## Challenge 1:
In the forum thread on National Insurance and pensions below, what reason is given for why no National Insurance is paid on a pension? Answer in one to three sentences.
## Challenge 2:
Reproduce the part of the National Insurance thread below that opens with the words containing "Complete Numpty question" and closes with "(£13 a week)".
## Challenge 3:
Resume the forum thread on National Insurance and pensions below, picking up after its final post.

## Extract to read:
Discussion in 'Retirement' started by littlevanner, May 5, 2020.

  1. littlevanner

    littlevanner New commenter

    Complete Numpty question but when I retire in the Summer and receive my pension at 59, will I have to pay National Insurance on it ? Just trying to work out exactly how much I will get in my pocket each month - once the tax sorted out !
     
  2. diddydave

    diddydave Established commenter

  3. diddydave

    diddydave Established commenter

    Though, if you are short of 'years' to get the fullest state pension, you can pay voluntary NI contributions...at the moment there is a choice of 'cheap' ones (£3 a week) or 'expensive' ones (£13 a week)
     
  4. 50sman

    50sman Lead commenter

    The reason why you don’t pay NI on your pension is that you already paid it while you were working!

## Dataset section:
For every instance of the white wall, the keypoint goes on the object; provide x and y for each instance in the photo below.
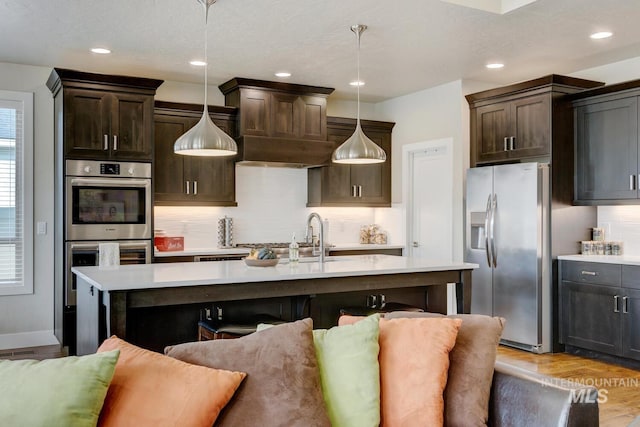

## Output 1:
No National Insurance is paid on a pension because it was already paid while the person was working.

## Output 2:
Complete Numpty question but when I retire in the Summer and receive my pension at 59, will I have to pay National Insurance on it ? Just trying to work out exactly how much I will get in my pocket each month - once the tax sorted out !
     
  2. diddydave

    diddydave Established commenter

  3. diddydave

    diddydave Established commenter

    Though, if you are short of 'years' to get the fullest state pension, you can pay voluntary NI contributions...at the moment there is a choice of 'cheap' ones (£3 a week) or 'expensive' ones (£13 a week)

## Output 3:
  5. littlevanner

    littlevanner New commenter

    Thank you
     
  6. littlevanner

    littlevanner New commenter

    I get it - just wondering if any part of NI payments went towards other things ...so you had to carry on paying if you were below pensionable age
     
  7. littlevanner

    littlevanner New commenter

    what do the cheap ones buy DD? :)
     
  8. diddydave

    diddydave Established commenter

    More than the expensive ones if the following page is anything to go by (Class 2 self-employed or Class 3 voluntary) - oh and I got the amounts slightly wrong:
    https://www.gov.uk/national-insurance/what-national-insurance-is-for

    Class 2 get but Class 3 do not get:
    • Contribution-based Employment and Support Allowance
    • Maternity Allowance
    • Bereavement Support Payment
    Class 2 are £3.05 a week (more if you earn over a certain amount)
    Class 3 are £15.30 a week.

    The class 2 are available if you are self-employed, or several other types of person - including examiners and invigilators (which is normally of most interest to ex-teachers).

    Both 'buy' you the 'New State Pension' and each year of that is worth about £5 a WEEK up to the maximum. You won't get the State Pension though until you reach your NPA (67-68 etc).
     
    Last edited: May 5, 2020
    littlevanner likes this.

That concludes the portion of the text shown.